▸ EXERCISE INSTRUCTIONS
Convert every line of the listing below into a JSON list of strings, one string per line, skipping blank lines. Leave the pictures out.

(Dataset rows)
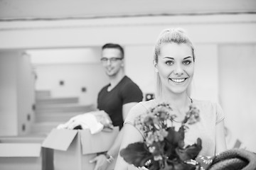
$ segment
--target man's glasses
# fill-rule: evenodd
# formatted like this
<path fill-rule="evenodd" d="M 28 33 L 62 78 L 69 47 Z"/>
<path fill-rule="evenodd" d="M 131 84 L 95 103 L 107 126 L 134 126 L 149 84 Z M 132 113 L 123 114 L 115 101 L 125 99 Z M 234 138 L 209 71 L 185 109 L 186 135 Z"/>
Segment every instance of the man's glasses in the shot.
<path fill-rule="evenodd" d="M 119 57 L 111 57 L 111 58 L 102 57 L 102 58 L 100 59 L 100 61 L 102 61 L 102 62 L 107 63 L 108 60 L 110 62 L 115 62 L 117 60 L 122 60 L 122 58 L 119 58 Z"/>

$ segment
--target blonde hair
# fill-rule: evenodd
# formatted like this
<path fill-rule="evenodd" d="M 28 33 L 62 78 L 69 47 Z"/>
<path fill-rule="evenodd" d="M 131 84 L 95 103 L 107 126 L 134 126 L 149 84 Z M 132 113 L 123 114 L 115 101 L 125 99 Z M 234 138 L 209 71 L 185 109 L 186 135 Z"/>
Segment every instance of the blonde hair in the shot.
<path fill-rule="evenodd" d="M 191 48 L 193 60 L 195 62 L 196 56 L 194 54 L 193 45 L 186 35 L 185 30 L 182 28 L 169 28 L 164 30 L 159 35 L 154 46 L 154 61 L 158 63 L 158 57 L 161 53 L 161 47 L 166 44 L 176 43 L 186 44 Z M 162 85 L 159 72 L 156 73 L 156 96 L 159 96 L 162 91 Z M 191 96 L 191 85 L 187 89 L 188 96 Z"/>

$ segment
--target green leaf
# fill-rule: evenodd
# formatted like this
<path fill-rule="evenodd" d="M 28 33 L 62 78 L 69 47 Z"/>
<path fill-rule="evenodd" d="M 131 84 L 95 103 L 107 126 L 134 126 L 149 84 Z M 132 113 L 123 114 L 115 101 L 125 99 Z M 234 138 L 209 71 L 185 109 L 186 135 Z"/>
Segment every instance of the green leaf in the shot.
<path fill-rule="evenodd" d="M 137 167 L 142 167 L 148 160 L 153 159 L 153 155 L 144 142 L 129 144 L 120 151 L 120 155 L 128 164 Z"/>

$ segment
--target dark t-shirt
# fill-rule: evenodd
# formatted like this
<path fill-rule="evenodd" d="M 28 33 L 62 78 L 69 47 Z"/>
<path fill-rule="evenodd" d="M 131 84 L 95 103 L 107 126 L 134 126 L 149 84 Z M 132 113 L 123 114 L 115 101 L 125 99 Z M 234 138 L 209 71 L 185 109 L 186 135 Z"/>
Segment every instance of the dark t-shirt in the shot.
<path fill-rule="evenodd" d="M 107 113 L 114 126 L 123 126 L 122 106 L 131 102 L 142 101 L 142 91 L 128 76 L 124 78 L 110 91 L 104 86 L 97 97 L 97 108 Z"/>

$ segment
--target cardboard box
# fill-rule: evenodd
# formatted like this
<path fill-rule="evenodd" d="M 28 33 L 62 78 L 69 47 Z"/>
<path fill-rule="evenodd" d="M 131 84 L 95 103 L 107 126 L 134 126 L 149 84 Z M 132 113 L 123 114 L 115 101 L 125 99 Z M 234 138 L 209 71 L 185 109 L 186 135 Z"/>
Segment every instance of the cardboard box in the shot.
<path fill-rule="evenodd" d="M 0 169 L 42 169 L 41 143 L 0 143 Z"/>
<path fill-rule="evenodd" d="M 89 130 L 53 129 L 43 141 L 42 146 L 54 149 L 55 170 L 90 170 L 95 163 L 89 161 L 97 153 L 107 151 L 119 132 L 115 127 L 112 132 L 100 132 L 91 135 Z M 113 169 L 114 162 L 108 169 Z"/>

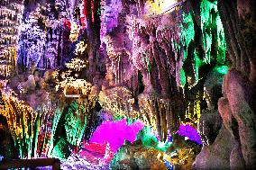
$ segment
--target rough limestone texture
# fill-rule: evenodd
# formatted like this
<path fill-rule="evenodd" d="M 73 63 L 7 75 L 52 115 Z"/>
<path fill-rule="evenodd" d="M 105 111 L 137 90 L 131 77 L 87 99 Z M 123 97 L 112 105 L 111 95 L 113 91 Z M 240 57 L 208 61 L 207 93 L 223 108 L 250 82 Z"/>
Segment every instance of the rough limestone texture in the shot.
<path fill-rule="evenodd" d="M 111 168 L 113 170 L 164 170 L 166 166 L 162 160 L 162 154 L 152 148 L 142 147 L 142 143 L 124 145 L 112 160 Z"/>
<path fill-rule="evenodd" d="M 194 168 L 255 169 L 255 86 L 231 69 L 224 77 L 223 93 L 218 102 L 223 127 L 215 141 L 197 157 Z"/>

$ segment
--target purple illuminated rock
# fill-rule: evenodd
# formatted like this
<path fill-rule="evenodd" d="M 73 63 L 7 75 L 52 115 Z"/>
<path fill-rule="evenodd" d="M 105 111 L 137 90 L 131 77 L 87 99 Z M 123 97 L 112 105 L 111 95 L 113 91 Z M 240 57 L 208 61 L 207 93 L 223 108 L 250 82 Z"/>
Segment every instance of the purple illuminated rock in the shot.
<path fill-rule="evenodd" d="M 197 130 L 190 124 L 180 124 L 178 134 L 180 136 L 187 137 L 190 140 L 202 144 L 200 135 Z"/>
<path fill-rule="evenodd" d="M 126 124 L 126 119 L 114 122 L 105 121 L 94 132 L 89 142 L 104 143 L 107 141 L 111 149 L 115 152 L 124 140 L 133 143 L 136 140 L 138 132 L 144 127 L 141 121 L 136 121 L 131 125 Z"/>

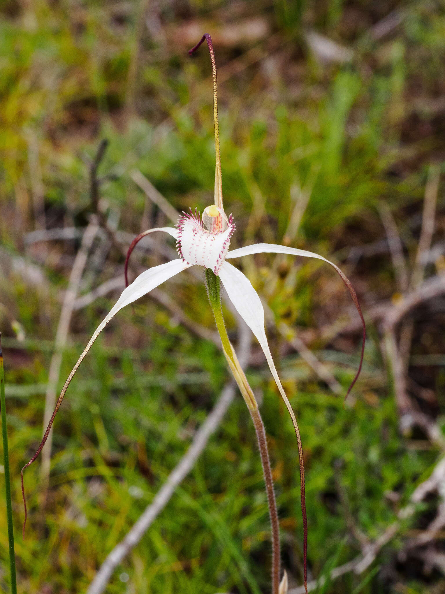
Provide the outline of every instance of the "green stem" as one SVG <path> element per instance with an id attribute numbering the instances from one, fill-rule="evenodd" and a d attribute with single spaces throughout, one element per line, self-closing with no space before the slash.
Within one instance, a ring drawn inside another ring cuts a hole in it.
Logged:
<path id="1" fill-rule="evenodd" d="M 8 428 L 6 424 L 6 403 L 5 402 L 5 372 L 3 368 L 2 334 L 0 332 L 0 406 L 2 409 L 2 433 L 3 434 L 3 457 L 5 466 L 5 491 L 6 491 L 6 514 L 8 520 L 8 540 L 9 546 L 9 567 L 11 568 L 11 592 L 17 594 L 15 577 L 15 554 L 14 548 L 12 507 L 11 503 L 11 480 L 9 478 L 9 456 L 8 450 Z"/>
<path id="2" fill-rule="evenodd" d="M 233 374 L 233 377 L 238 384 L 241 393 L 247 406 L 255 428 L 264 475 L 264 482 L 266 485 L 269 515 L 272 527 L 272 594 L 278 594 L 280 573 L 279 525 L 278 523 L 278 514 L 276 510 L 276 502 L 274 491 L 274 481 L 272 477 L 271 462 L 269 459 L 266 432 L 264 430 L 264 425 L 258 409 L 256 400 L 227 335 L 221 305 L 220 279 L 209 268 L 205 270 L 205 284 L 207 287 L 209 301 L 215 317 L 217 328 L 221 337 L 223 350 L 229 367 Z"/>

▸ ANSWER TO THE PROBLEM
[
  "$ segment",
  "--target man's glasses",
  "# fill-rule: evenodd",
  "# formatted like this",
  "<path fill-rule=\"evenodd\" d=\"M 28 33 L 62 78 L 69 47 Z\"/>",
  "<path fill-rule=\"evenodd\" d=\"M 131 84 L 95 103 L 107 126 L 134 126 L 149 84 Z M 132 113 L 123 114 L 115 101 L 125 99 Z M 234 138 L 209 71 L 185 109 L 186 135 Z\"/>",
  "Segment every instance of the man's glasses in the shot.",
  "<path fill-rule=\"evenodd\" d=\"M 119 57 L 111 57 L 111 58 L 102 57 L 102 58 L 100 59 L 100 61 L 102 61 L 102 62 L 107 63 L 108 60 L 110 62 L 115 62 L 117 60 L 122 60 L 122 58 L 119 58 Z\"/>",
  "$ segment",
  "--target blonde hair",
  "# fill-rule: evenodd",
  "# formatted like this",
  "<path fill-rule=\"evenodd\" d=\"M 28 33 L 62 78 L 69 47 Z\"/>",
  "<path fill-rule=\"evenodd\" d=\"M 131 84 L 95 103 L 107 126 L 134 126 L 149 84 Z M 132 113 L 123 114 L 115 101 L 125 99 Z M 234 138 L 209 71 L 185 109 L 186 135 Z\"/>",
  "Segment every instance of the blonde hair in the shot.",
  "<path fill-rule=\"evenodd\" d=\"M 191 48 L 193 60 L 195 62 L 196 56 L 194 54 L 193 45 L 186 35 L 185 30 L 182 28 L 169 28 L 164 30 L 159 35 L 154 46 L 154 61 L 158 63 L 158 57 L 161 53 L 161 47 L 166 44 L 176 43 L 186 44 Z M 162 85 L 159 72 L 156 73 L 156 96 L 159 96 L 162 91 Z M 191 96 L 191 85 L 187 89 L 188 96 Z\"/>",
  "$ segment",
  "--target green leaf",
  "# fill-rule: evenodd",
  "# formatted like this",
  "<path fill-rule=\"evenodd\" d=\"M 28 33 L 62 78 L 69 47 Z\"/>",
  "<path fill-rule=\"evenodd\" d=\"M 131 84 L 95 103 L 107 126 L 134 126 L 149 84 Z M 132 113 L 123 114 L 115 101 L 125 99 Z M 234 138 L 209 71 L 185 109 L 186 135 Z\"/>",
  "Segment every instance of the green leaf in the shot.",
  "<path fill-rule=\"evenodd\" d=\"M 137 167 L 142 167 L 148 160 L 153 159 L 153 155 L 144 142 L 129 144 L 120 151 L 120 155 L 128 164 Z\"/>",
  "$ segment",
  "--target dark t-shirt",
  "# fill-rule: evenodd",
  "# formatted like this",
  "<path fill-rule=\"evenodd\" d=\"M 28 33 L 62 78 L 69 47 Z\"/>",
  "<path fill-rule=\"evenodd\" d=\"M 131 84 L 95 103 L 107 126 L 134 126 L 149 84 Z M 132 113 L 123 114 L 115 101 L 125 99 Z M 234 138 L 209 71 L 185 109 L 186 135 Z\"/>",
  "Segment every instance of the dark t-shirt in the shot.",
  "<path fill-rule=\"evenodd\" d=\"M 107 113 L 114 126 L 123 126 L 122 106 L 131 102 L 142 101 L 142 91 L 128 76 L 124 78 L 110 91 L 104 86 L 97 97 L 97 108 Z\"/>",
  "$ segment",
  "--target cardboard box",
  "# fill-rule: evenodd",
  "# formatted like this",
  "<path fill-rule=\"evenodd\" d=\"M 28 33 L 62 78 L 69 47 Z\"/>",
  "<path fill-rule=\"evenodd\" d=\"M 131 84 L 95 103 L 107 126 L 134 126 L 149 84 Z M 132 113 L 123 114 L 115 101 L 125 99 Z M 234 138 L 209 71 L 185 109 L 186 135 Z\"/>",
  "Segment every instance of the cardboard box in the shot.",
  "<path fill-rule=\"evenodd\" d=\"M 0 169 L 42 169 L 41 143 L 0 143 Z\"/>",
  "<path fill-rule=\"evenodd\" d=\"M 89 130 L 53 129 L 43 141 L 42 146 L 54 149 L 55 170 L 90 170 L 95 163 L 89 161 L 97 153 L 107 151 L 119 132 L 115 127 L 112 132 L 100 132 L 91 135 Z M 113 169 L 114 162 L 108 169 Z\"/>",
  "$ segment",
  "--target rough limestone texture",
  "# fill-rule: evenodd",
  "# formatted like this",
  "<path fill-rule=\"evenodd\" d=\"M 73 63 L 7 75 L 52 115 Z\"/>",
  "<path fill-rule=\"evenodd\" d=\"M 105 111 L 137 90 L 131 77 L 87 99 Z M 123 97 L 112 105 L 111 95 L 113 91 Z M 240 57 L 208 61 L 207 93 L 223 108 L 250 82 Z\"/>",
  "Segment every instance of the rough limestone texture in the shot.",
  "<path fill-rule=\"evenodd\" d=\"M 111 168 L 113 170 L 164 170 L 166 166 L 162 160 L 162 154 L 152 148 L 142 147 L 142 143 L 124 145 L 112 160 Z\"/>",
  "<path fill-rule=\"evenodd\" d=\"M 194 168 L 255 169 L 255 86 L 231 69 L 224 77 L 223 93 L 218 102 L 223 127 L 215 141 L 197 157 Z\"/>",
  "$ segment",
  "--target purple illuminated rock",
  "# fill-rule: evenodd",
  "# formatted like this",
  "<path fill-rule=\"evenodd\" d=\"M 73 63 L 7 75 L 52 115 Z\"/>",
  "<path fill-rule=\"evenodd\" d=\"M 105 111 L 137 90 L 131 77 L 87 99 Z M 123 97 L 112 105 L 111 95 L 113 91 Z M 240 57 L 208 61 L 207 93 L 223 108 L 250 82 Z\"/>",
  "Segment every instance of the purple illuminated rock in the shot.",
  "<path fill-rule=\"evenodd\" d=\"M 197 130 L 190 124 L 180 124 L 178 134 L 180 136 L 187 137 L 190 140 L 202 144 L 200 135 Z\"/>",
  "<path fill-rule=\"evenodd\" d=\"M 126 124 L 126 119 L 114 122 L 105 121 L 94 132 L 89 142 L 104 143 L 107 141 L 111 149 L 115 152 L 124 140 L 133 143 L 136 140 L 138 132 L 144 127 L 141 121 L 136 121 L 131 125 Z\"/>",
  "Provide the outline of every instance of the \"green stem\" as one SVG <path> element per instance with an id attribute numbering the instances from one, fill-rule=\"evenodd\" and a d attribute with single spaces throughout, one element per line, self-closing with no space before the slash.",
  "Within one instance, a ring drawn inside another ring cuts a hole in it.",
  "Logged:",
  "<path id=\"1\" fill-rule=\"evenodd\" d=\"M 8 428 L 6 424 L 6 403 L 5 402 L 5 372 L 3 368 L 2 334 L 0 332 L 0 406 L 2 409 L 2 433 L 3 434 L 3 457 L 5 466 L 5 491 L 6 491 L 6 514 L 8 520 L 8 540 L 9 546 L 9 567 L 11 568 L 11 592 L 17 594 L 15 577 L 15 554 L 14 548 L 12 507 L 11 503 L 11 480 L 9 478 L 9 456 L 8 450 Z\"/>",
  "<path id=\"2\" fill-rule=\"evenodd\" d=\"M 233 374 L 233 377 L 238 384 L 241 393 L 247 406 L 255 428 L 264 475 L 264 482 L 266 485 L 269 515 L 272 527 L 272 594 L 278 594 L 280 573 L 279 525 L 278 523 L 278 514 L 276 510 L 276 502 L 274 491 L 274 481 L 272 477 L 271 462 L 269 459 L 266 432 L 264 430 L 264 425 L 258 409 L 256 400 L 227 335 L 221 305 L 220 279 L 209 268 L 205 270 L 205 284 L 207 287 L 209 301 L 215 317 L 217 328 L 221 337 L 223 350 L 229 367 Z\"/>"
]